Problem:
Lines containing the word "JSON" are the ones to copy from the records below.
START Material provided
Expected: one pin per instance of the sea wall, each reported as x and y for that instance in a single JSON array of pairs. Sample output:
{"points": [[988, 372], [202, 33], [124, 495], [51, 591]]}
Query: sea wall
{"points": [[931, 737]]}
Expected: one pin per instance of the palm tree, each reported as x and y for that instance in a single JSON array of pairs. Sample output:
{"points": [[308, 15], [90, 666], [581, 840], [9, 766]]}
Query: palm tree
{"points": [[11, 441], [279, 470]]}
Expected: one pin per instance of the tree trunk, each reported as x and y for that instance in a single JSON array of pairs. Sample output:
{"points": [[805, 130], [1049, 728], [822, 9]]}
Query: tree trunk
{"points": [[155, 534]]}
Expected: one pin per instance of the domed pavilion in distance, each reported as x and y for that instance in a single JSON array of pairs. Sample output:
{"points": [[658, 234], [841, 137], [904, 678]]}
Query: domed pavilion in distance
END Material provided
START Material provided
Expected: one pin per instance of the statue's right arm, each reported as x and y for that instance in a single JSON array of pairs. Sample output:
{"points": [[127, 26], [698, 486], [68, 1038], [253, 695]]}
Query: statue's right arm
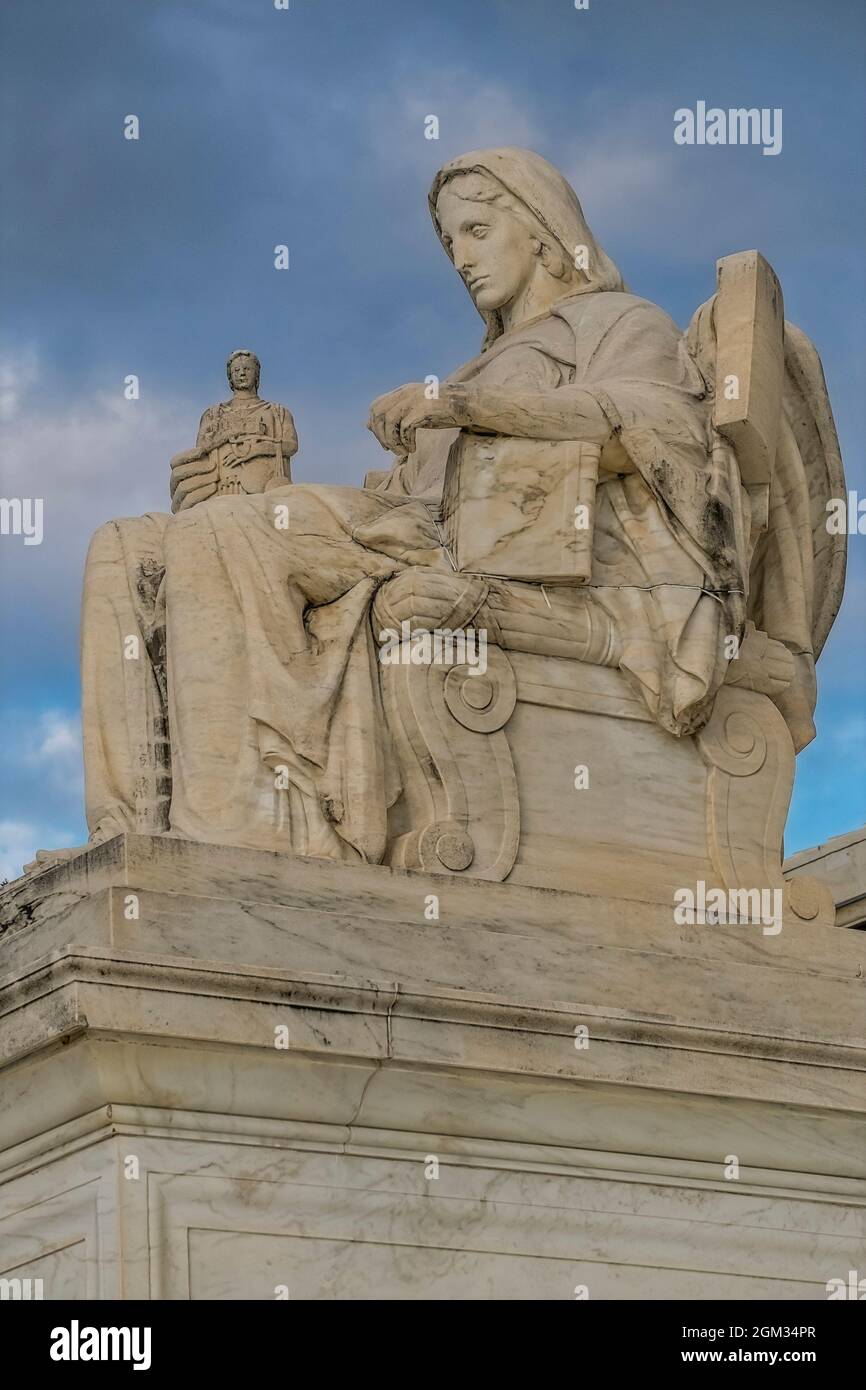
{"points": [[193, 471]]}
END Material provided
START Material provided
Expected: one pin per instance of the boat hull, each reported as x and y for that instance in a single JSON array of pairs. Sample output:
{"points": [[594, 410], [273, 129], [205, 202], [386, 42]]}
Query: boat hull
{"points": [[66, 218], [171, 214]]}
END Material provided
Output of the task:
Expected: one pin per instance of the sea wall, each reported as x and y for that instance in a single JSON array of pairs. Sample output:
Expected: one pin per instance of the palm tree, each reported as x and y for that instance in a single JSON array of pairs. Sample output:
Expected: one pin per instance of the tree trunk, each reported as x and y for that instance in a single JSON array of pairs. Sample output:
Expected: one pin per instance of the domed pavilion in distance, each reported as x and y for that instance in a single JSON array of pairs. Sample output:
Expected: one pin per instance of the statue's right arm, each reported as x and y for that instance in a single JSON array of pairs. Sample output:
Expected: one pin per instance of the boat hull, each reported as x and y for that instance in a single JSON array of pairs. Sample output:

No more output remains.